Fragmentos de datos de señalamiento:
····················
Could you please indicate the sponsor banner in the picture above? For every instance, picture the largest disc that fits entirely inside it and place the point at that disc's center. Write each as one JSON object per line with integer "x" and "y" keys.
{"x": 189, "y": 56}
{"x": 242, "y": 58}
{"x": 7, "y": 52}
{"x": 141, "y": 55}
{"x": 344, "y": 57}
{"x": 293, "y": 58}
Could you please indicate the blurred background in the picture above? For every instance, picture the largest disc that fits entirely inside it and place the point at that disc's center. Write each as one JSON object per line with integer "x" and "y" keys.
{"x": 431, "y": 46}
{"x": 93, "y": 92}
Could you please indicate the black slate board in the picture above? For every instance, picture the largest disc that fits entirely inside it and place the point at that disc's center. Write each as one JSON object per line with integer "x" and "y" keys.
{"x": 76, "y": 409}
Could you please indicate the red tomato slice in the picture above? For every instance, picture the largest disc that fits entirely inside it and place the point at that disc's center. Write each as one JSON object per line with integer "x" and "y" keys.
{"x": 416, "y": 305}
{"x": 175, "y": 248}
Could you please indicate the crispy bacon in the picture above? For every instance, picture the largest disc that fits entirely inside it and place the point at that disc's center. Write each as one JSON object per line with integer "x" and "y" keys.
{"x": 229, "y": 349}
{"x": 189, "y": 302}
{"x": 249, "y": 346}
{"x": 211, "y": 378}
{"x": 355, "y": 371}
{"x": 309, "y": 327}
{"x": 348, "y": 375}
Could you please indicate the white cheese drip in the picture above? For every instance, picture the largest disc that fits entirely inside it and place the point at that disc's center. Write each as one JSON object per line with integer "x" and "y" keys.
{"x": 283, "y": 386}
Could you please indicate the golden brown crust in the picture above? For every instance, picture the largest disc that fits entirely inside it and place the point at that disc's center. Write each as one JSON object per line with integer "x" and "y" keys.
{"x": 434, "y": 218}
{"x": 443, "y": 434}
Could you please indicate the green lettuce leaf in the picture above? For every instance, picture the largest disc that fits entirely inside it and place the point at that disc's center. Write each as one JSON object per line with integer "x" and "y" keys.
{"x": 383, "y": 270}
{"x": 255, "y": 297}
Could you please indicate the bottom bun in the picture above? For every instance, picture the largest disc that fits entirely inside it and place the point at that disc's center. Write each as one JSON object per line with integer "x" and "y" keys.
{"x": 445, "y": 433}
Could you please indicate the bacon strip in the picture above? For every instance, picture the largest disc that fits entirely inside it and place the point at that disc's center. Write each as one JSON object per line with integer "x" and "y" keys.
····················
Reescala las filas empezando en la que contiene "Could you please indicate the bottom" y terminando al final de los datos, ambas incluidas. Reprodúcelas todas con su texto completo y multiplica por 1,9 cada coordenada x e y de las respuestas, redondeando al entero más cercano con las mitades hacia arriba.

Could you please indicate the bottom bun in the picture above? For every instance, picture the largest disc that fits entirely inside it and place the point at that disc's center. Write each as one JSON object per line with integer "x" and "y" keys.
{"x": 846, "y": 823}
Could you please indicate the bacon strip in the picture above? For every instance, picture the largest disc that fits entirely inside it and place the point at that disc's center. Write each as one JSON object per line with integer "x" and "y" keys.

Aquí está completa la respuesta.